Give back exactly the lines that run from the beginning of the entries to the line containing "Category: wrinkled forehead", both included, and nothing else.
=== THE DATA ===
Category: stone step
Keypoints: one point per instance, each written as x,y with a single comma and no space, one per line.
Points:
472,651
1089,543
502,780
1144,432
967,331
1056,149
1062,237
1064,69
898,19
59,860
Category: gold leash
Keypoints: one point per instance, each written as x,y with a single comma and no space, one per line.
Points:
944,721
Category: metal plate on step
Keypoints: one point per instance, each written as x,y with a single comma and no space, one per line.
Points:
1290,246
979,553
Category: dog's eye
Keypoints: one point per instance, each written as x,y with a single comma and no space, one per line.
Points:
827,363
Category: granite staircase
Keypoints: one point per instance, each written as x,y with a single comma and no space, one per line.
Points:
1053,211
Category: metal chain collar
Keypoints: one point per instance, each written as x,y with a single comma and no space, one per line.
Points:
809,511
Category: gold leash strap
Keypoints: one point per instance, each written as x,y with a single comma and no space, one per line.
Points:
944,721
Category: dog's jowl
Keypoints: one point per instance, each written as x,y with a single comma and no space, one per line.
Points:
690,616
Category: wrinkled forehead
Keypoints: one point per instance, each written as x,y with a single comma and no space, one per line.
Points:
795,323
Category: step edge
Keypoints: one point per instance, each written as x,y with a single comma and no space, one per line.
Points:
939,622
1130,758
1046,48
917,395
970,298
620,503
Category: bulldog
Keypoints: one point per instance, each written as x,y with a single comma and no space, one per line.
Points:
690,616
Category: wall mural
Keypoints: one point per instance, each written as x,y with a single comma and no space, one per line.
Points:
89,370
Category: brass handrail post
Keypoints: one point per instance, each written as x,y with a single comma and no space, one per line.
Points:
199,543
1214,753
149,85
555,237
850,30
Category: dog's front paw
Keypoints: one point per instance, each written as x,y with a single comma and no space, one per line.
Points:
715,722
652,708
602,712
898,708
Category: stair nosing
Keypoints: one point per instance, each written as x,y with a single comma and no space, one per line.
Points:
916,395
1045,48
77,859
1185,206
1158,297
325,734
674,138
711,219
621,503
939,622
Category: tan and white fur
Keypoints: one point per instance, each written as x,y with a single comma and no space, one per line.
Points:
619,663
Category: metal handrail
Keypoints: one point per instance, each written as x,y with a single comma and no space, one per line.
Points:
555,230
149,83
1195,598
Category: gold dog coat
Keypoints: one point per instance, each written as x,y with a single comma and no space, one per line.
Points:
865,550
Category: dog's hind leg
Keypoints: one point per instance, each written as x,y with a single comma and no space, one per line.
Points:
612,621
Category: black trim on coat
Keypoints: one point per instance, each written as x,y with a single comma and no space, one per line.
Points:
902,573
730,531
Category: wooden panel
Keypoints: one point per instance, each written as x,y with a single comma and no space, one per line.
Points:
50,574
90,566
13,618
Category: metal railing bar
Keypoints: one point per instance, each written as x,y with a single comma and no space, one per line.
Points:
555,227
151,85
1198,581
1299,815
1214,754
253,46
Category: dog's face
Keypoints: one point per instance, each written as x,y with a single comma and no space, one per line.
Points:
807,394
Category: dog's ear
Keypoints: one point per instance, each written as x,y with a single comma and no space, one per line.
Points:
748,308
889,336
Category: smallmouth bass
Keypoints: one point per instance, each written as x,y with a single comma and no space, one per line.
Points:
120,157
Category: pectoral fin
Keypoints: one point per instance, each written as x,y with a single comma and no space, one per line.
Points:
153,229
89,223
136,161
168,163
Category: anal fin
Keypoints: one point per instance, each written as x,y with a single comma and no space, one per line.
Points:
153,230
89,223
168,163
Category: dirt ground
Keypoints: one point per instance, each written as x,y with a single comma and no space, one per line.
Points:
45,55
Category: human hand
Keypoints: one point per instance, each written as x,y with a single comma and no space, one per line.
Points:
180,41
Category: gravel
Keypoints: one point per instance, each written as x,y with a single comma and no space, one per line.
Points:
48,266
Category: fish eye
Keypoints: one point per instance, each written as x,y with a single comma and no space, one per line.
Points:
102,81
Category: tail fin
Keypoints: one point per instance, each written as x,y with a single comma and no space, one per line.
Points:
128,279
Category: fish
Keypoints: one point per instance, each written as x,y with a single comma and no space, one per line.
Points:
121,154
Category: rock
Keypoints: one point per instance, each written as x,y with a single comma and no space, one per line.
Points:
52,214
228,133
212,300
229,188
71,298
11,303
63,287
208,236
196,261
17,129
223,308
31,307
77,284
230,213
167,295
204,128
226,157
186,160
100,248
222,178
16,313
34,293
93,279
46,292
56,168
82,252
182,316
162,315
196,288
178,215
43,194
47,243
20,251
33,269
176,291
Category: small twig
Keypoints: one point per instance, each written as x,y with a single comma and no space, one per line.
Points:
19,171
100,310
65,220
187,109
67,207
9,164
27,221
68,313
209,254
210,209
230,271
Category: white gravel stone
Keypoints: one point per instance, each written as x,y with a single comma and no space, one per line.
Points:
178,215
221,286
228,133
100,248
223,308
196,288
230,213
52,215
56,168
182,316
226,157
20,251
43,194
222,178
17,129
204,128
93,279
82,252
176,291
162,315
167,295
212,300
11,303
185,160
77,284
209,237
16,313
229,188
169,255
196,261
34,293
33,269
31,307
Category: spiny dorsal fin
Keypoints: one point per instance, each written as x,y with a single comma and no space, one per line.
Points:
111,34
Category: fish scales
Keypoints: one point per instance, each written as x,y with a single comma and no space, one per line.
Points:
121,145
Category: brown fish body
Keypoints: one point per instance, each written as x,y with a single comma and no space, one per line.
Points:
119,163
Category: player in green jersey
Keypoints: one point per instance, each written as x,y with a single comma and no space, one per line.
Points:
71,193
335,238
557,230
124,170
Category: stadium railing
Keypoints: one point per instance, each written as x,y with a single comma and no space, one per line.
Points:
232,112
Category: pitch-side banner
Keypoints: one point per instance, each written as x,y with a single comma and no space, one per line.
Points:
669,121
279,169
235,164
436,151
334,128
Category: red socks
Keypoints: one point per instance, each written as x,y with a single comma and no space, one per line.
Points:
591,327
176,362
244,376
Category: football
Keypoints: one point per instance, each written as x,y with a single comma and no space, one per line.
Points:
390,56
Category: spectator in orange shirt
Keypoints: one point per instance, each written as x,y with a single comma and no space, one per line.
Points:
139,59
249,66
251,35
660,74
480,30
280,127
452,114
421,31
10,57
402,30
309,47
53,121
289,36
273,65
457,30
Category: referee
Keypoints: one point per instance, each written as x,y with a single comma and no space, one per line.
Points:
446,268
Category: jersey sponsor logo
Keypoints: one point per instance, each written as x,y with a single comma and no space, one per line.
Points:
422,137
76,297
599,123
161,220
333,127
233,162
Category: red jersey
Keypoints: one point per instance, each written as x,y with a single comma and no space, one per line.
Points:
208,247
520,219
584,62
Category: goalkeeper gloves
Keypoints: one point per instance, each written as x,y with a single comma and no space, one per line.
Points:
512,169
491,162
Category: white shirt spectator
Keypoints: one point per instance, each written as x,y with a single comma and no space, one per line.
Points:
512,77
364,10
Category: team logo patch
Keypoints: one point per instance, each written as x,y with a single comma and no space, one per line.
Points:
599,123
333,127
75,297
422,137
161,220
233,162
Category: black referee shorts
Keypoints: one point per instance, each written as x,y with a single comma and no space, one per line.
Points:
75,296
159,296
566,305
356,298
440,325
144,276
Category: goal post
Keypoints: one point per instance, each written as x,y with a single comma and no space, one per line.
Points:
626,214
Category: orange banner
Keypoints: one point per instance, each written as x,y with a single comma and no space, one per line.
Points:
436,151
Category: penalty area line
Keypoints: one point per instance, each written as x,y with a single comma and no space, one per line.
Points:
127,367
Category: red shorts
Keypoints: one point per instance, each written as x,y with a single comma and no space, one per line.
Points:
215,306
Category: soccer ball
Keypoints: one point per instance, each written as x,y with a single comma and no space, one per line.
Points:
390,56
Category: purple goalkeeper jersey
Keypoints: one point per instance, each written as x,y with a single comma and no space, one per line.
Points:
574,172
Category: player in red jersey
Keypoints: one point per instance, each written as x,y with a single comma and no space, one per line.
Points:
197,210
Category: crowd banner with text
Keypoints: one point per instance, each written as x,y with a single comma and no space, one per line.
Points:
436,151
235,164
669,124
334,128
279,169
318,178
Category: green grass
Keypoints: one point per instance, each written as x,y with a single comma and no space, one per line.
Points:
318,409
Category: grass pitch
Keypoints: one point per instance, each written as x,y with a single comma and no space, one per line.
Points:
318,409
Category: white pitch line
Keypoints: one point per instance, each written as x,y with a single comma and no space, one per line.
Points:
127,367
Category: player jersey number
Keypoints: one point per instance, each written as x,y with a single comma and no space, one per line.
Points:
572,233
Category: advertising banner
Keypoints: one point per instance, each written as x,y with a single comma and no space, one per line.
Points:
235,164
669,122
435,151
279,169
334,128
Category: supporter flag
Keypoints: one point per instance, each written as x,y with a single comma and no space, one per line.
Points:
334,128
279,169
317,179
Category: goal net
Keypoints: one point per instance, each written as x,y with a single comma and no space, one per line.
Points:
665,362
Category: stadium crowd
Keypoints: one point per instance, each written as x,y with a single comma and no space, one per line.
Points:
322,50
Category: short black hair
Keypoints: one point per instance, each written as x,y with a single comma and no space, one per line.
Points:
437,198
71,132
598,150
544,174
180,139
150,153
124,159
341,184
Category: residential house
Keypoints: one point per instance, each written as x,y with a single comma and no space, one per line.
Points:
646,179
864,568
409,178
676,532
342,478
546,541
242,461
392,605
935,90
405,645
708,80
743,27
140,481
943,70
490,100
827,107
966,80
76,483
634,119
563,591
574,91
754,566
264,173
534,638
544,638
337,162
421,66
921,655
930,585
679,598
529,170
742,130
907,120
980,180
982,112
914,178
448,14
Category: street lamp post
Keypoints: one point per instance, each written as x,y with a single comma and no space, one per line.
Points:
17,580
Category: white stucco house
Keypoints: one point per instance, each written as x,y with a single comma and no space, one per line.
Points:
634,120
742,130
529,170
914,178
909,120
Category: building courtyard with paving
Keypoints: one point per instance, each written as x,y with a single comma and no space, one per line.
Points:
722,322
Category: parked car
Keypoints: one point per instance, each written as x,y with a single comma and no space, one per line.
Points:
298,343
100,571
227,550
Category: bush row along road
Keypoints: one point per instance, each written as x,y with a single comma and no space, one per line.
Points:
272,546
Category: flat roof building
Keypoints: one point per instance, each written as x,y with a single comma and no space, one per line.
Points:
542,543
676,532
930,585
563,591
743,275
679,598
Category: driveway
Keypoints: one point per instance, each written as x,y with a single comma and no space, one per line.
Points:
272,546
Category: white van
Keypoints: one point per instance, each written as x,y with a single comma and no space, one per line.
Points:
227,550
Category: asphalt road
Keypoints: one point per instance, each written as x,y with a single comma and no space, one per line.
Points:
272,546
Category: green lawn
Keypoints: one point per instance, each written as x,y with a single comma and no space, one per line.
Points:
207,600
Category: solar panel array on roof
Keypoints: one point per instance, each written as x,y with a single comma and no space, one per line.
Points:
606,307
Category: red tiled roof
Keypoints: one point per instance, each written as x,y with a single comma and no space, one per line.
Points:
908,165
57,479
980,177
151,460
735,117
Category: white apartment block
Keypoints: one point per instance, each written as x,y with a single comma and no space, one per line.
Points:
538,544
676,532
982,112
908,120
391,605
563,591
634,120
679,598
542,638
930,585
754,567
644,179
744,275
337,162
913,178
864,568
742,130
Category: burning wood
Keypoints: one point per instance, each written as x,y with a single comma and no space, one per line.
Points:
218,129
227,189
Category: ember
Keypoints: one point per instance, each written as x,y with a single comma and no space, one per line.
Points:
===
**FINAL ANSWER:**
Category: stone step
Keypoints: one point per instance, each written as x,y with a single comma and no space, one per line.
Points:
472,651
1089,543
502,780
1144,432
967,331
1056,149
1062,237
1064,69
898,19
59,860
Category: gold leash
Keypoints: one point per instance, each written as x,y with a single comma and no space, one per line.
Points:
944,721
Category: metal plate on step
Keypoints: one point per instance, each written as x,y with a single comma and no space, one per line.
Points:
1290,246
979,553
Category: dog's eye
Keypoints: one point per instance, each written as x,y with a single comma and no space, one per line.
Points:
827,363
Category: granite staircase
Keypoints: one point per instance, each written as x,y with a single comma and no space, one per line.
Points:
1053,211
Category: metal chain collar
Keypoints: one point per instance, each written as x,y with a single comma and no space, one per line.
Points:
809,511
Category: gold leash strap
Keypoints: one point per instance, each written as x,y with a single comma and no space, one per line.
Points:
944,721
Category: dog's jowl
Keypoints: one point per instance, each written as x,y with a single comma and no space, one per line.
Points:
690,616
Category: wrinkled forehead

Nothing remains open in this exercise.